Entries from a point annotation set

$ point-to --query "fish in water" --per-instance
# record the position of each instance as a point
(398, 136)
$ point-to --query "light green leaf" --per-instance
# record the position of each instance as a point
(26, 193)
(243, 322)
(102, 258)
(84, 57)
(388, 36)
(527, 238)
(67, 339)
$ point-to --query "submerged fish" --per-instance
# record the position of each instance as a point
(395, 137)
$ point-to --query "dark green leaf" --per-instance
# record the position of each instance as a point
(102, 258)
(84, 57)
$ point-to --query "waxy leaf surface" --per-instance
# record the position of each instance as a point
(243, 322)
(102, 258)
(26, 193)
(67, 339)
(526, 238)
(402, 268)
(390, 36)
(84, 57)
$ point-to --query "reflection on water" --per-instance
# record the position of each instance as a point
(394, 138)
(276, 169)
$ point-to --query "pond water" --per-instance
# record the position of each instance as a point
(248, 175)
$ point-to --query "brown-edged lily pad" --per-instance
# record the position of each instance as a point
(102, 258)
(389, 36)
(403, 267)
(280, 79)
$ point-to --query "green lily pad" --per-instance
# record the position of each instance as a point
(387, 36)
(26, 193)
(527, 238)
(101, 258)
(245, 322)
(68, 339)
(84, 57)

**AIM OF THE TASK**
Print back all the lines verbatim.

**RESULT FOR THIS TASK**
$ point-to --query "fish in water" --per-instance
# record the position of each instance as a point
(398, 136)
$ point-to --query "light green leaf" --per-instance
# record the position of each instance as a point
(26, 193)
(243, 322)
(102, 258)
(84, 57)
(388, 36)
(527, 238)
(67, 339)
$ point-to --query "submerged fish" --per-instance
# record the position of each instance as a point
(395, 137)
$ point-to --query "dark green leaf" --per-instance
# record the position of each instance as a point
(102, 258)
(84, 57)
$ point-to --query "waxy leaf surface" --per-instance
# record the position of each instance as a point
(243, 322)
(102, 258)
(26, 193)
(67, 339)
(526, 238)
(402, 268)
(390, 36)
(84, 57)
$ point-to --query "reflection on water" --per-instance
# record the position of each instance as a point
(394, 138)
(276, 169)
$ point-to --query "pond water" --per-instance
# record the position of each instance as a point
(248, 175)
$ point-to --query "brown-edged lily pad" --per-instance
# record the position of each instance as a point
(102, 258)
(389, 36)
(403, 267)
(280, 79)
$ point-to --query "green lily pad" --per-instance
# record the position of each instance as a point
(387, 36)
(26, 193)
(527, 238)
(101, 258)
(245, 322)
(68, 339)
(84, 57)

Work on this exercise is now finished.